◆ Directions:
From the line containing "Tag a point on every instance of the yellow" through the last line of the entries, set down every line exactly and add nothing.
►
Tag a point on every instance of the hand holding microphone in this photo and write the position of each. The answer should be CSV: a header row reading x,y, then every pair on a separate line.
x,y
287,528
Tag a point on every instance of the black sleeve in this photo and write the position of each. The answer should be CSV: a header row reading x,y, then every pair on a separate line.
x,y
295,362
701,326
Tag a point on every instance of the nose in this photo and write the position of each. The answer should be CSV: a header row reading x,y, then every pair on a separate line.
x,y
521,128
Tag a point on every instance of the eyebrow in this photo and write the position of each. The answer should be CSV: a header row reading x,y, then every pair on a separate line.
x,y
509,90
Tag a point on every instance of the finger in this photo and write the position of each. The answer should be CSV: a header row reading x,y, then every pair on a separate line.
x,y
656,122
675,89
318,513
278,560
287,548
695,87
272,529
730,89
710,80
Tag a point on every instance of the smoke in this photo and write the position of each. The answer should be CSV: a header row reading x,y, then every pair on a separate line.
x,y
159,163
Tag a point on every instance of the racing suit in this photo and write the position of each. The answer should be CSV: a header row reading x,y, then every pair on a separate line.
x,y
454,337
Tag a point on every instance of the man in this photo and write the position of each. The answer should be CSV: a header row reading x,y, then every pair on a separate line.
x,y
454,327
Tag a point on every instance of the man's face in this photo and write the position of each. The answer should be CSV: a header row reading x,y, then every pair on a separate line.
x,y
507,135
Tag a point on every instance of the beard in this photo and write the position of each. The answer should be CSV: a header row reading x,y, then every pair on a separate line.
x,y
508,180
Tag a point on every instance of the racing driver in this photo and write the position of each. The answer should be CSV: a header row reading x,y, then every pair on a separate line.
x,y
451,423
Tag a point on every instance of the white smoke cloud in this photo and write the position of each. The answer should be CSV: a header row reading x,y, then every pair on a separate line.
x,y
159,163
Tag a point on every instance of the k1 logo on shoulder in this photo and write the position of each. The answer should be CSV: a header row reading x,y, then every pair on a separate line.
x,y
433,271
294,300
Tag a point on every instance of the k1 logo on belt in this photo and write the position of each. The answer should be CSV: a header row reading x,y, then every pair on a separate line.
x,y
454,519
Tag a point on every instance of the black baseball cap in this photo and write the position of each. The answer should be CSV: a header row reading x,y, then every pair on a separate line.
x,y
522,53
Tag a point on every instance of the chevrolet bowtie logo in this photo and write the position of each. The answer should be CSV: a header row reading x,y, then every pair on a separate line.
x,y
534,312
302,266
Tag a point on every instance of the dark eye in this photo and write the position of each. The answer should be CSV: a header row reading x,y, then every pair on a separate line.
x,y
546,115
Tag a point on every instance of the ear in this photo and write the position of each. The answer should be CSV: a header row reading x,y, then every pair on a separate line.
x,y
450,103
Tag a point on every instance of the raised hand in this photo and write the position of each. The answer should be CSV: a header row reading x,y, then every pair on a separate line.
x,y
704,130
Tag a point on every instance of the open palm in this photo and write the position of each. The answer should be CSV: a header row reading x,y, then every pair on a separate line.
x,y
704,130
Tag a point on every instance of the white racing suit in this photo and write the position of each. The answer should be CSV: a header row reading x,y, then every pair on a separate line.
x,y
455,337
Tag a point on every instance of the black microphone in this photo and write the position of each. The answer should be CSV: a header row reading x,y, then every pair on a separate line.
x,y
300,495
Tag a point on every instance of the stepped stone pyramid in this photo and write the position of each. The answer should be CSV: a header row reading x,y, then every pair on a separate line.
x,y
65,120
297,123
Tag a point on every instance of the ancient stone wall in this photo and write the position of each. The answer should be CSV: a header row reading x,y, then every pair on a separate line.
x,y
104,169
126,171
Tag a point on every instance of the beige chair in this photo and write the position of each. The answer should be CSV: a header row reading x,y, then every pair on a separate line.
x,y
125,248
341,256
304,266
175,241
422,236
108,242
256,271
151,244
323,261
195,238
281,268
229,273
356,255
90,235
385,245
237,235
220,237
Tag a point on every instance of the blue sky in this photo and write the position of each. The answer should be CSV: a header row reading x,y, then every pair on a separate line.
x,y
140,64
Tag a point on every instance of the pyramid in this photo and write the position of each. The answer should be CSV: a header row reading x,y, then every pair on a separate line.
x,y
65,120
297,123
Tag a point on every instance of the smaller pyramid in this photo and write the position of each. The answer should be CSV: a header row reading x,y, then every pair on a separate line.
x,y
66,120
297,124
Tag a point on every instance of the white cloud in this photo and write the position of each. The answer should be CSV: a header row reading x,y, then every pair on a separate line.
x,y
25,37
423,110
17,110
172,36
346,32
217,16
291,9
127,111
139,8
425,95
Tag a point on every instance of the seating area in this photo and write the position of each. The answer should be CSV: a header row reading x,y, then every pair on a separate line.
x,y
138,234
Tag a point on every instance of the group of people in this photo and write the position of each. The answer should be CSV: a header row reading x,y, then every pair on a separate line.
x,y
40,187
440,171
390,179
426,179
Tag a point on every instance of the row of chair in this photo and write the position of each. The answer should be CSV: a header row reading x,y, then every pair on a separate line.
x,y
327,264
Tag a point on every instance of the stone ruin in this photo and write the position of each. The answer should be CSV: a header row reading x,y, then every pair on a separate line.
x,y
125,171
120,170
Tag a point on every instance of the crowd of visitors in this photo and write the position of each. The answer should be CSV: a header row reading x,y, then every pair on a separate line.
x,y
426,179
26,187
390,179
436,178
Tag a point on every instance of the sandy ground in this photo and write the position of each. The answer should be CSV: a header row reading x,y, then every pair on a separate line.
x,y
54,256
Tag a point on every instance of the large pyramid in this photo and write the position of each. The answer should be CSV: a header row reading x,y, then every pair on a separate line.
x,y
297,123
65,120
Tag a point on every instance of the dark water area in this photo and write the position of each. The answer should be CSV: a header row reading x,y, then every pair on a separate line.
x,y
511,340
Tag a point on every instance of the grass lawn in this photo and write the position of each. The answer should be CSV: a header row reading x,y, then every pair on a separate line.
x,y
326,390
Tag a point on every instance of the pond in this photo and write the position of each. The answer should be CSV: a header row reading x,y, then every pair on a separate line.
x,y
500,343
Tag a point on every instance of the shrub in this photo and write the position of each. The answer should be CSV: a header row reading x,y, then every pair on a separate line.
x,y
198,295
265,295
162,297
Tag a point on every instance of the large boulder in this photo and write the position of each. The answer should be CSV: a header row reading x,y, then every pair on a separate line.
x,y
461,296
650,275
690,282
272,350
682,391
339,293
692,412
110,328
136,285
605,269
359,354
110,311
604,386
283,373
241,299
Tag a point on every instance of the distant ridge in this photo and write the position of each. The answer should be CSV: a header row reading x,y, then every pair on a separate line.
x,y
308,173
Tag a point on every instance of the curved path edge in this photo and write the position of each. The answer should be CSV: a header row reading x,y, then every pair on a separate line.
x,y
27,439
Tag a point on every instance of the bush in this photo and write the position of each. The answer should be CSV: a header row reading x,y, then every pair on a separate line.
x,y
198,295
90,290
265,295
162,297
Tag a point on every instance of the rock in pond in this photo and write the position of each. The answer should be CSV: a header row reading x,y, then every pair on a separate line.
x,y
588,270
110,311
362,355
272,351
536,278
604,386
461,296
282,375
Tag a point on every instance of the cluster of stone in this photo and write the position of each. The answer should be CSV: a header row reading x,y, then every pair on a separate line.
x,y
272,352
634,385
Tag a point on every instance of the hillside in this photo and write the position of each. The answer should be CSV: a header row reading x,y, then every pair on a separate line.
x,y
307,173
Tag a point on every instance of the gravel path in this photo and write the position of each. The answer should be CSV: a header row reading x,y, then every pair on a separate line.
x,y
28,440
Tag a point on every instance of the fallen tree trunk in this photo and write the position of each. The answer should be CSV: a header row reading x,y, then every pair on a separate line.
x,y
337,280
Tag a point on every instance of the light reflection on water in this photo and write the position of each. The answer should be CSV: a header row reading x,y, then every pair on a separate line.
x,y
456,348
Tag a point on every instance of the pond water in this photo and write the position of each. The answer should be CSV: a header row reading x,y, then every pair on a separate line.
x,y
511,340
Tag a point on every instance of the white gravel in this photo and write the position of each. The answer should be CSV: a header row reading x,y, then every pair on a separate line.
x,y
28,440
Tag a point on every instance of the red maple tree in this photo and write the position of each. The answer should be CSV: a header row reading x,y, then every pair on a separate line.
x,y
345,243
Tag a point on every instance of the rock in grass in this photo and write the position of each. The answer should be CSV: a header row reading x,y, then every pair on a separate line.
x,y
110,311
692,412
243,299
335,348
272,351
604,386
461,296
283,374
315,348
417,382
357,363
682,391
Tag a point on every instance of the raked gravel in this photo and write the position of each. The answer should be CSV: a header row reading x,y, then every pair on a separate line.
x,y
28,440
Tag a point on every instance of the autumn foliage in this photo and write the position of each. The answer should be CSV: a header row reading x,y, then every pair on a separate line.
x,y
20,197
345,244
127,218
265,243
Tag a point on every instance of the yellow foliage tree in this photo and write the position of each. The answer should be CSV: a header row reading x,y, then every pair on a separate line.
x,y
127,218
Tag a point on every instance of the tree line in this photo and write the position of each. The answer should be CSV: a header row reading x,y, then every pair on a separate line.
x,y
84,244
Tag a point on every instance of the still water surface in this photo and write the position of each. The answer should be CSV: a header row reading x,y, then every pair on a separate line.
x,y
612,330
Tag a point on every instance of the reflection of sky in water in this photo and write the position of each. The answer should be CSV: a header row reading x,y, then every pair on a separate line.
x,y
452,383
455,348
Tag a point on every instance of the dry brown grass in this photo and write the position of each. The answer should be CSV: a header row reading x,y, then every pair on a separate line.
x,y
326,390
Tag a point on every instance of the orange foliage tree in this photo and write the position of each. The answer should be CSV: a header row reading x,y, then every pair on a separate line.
◄
◆ Answer below:
Tag a point on every instance of the yellow foliage tree in this photo and write the position of each. The answer should be CSV: a header row reading x,y, then every pair on a separate line.
x,y
127,218
Tag a point on every instance of the tree line in this photo and write the position of each. The answer should be CSV: a header row reading x,y, then every pair on a separate line.
x,y
84,244
Tag a point on every instance of the still water surface in this photo and write the position of each. The answer should be CSV: a header row reading x,y, then every pair on a separate line.
x,y
612,330
Tag a point on every instance of the reflection of sky in water in this photo and write the position of each. The answer should be CSV: a header row reading x,y, then every pair on a separate line.
x,y
452,383
455,348
Tag a point on every instance of the dry brown grass in this photo and write the position of each. The answer should be CSV: a header row reading x,y, then every pair on a separate line.
x,y
326,390
Tag a point on every instance of the orange foliage tree in this photo and write the position of each. The answer should be CSV: a header row reading x,y, then every pair on a separate line.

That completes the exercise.